YOUR OBJECTIVE:
Rewrite the data below, replacing every occurrence of "Objective" with "Goal" and leaving all other text unchanged.

━━━ SUPPLIED RECORDS

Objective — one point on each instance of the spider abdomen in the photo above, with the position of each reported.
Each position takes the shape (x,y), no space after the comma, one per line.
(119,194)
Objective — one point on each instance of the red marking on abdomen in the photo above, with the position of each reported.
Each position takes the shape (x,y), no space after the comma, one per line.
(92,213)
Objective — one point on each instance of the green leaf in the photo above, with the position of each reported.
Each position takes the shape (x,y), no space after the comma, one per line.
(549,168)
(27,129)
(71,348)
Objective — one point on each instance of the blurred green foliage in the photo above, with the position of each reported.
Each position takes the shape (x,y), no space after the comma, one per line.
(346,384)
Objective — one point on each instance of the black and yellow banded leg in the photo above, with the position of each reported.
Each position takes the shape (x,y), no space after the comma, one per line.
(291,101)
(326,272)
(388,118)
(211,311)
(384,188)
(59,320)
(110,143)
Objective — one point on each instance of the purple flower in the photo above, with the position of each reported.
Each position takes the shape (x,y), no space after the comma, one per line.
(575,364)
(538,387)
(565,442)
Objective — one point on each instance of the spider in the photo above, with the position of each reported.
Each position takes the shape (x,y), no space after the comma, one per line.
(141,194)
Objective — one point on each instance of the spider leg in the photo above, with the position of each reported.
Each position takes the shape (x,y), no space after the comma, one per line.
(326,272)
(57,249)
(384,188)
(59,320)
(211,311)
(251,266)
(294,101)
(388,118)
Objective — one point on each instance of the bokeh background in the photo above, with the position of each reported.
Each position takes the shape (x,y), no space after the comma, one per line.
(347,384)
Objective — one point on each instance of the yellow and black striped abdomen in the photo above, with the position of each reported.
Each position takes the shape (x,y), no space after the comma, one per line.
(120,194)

━━━━━━

WRITTEN ANSWER:
Goal — one point on each instance of the spider abdomen in the photo above, with the position of each reported.
Each position takes the shape (x,y), no space after the comma, one per line.
(119,194)
Goal — one point on each instance of the red marking on abdomen in the photo above, with the position of each reported.
Each position takes the shape (x,y), no space after the comma, one per line.
(92,213)
Goal — one point on each instance of the green leaf in the photo above, with the position of each reported.
Each position takes the shape (x,y), no space after the comma, one per line.
(549,168)
(27,129)
(71,348)
Goal — one point on each instance of the blurred green foliage in the photo above, with the position of each reported.
Each position takes the shape (x,y), no space after the comma, one per line.
(346,384)
Goal — one point on each instance of the black and yellow banded leg in the photo above, with the position of each reported.
Each position takes the shape (x,y), no space after the comma, one per line.
(291,101)
(326,272)
(388,118)
(211,311)
(384,188)
(59,320)
(110,143)
Goal — one point on each instance of the purple flower in the photo above, with the position of each reported.
Each position takes the shape (x,y), no space after the comma, one per line.
(575,364)
(538,387)
(565,442)
Goal — one point on each instance of the spider in the photo above, with the position of each reported.
Each position takes the shape (x,y), no space after the comma, one per line.
(141,194)
Goal — one point on each instance of the spider leg in the photo above, with the position of each reported.
Each position takes the shape (x,y), no space after the comma, one per line.
(326,272)
(57,249)
(384,188)
(59,320)
(211,311)
(251,266)
(294,101)
(388,118)
Goal — one point on each instance of the bokeh background in the photo above, with the position of each reported.
Each position takes the shape (x,y), no space after the comma, one per line.
(347,384)
Goal — one point on each instance of the yellow and black striped abdomen in the photo above, with the position of each reported.
Each position takes the shape (x,y), no space after the comma, one per line.
(120,194)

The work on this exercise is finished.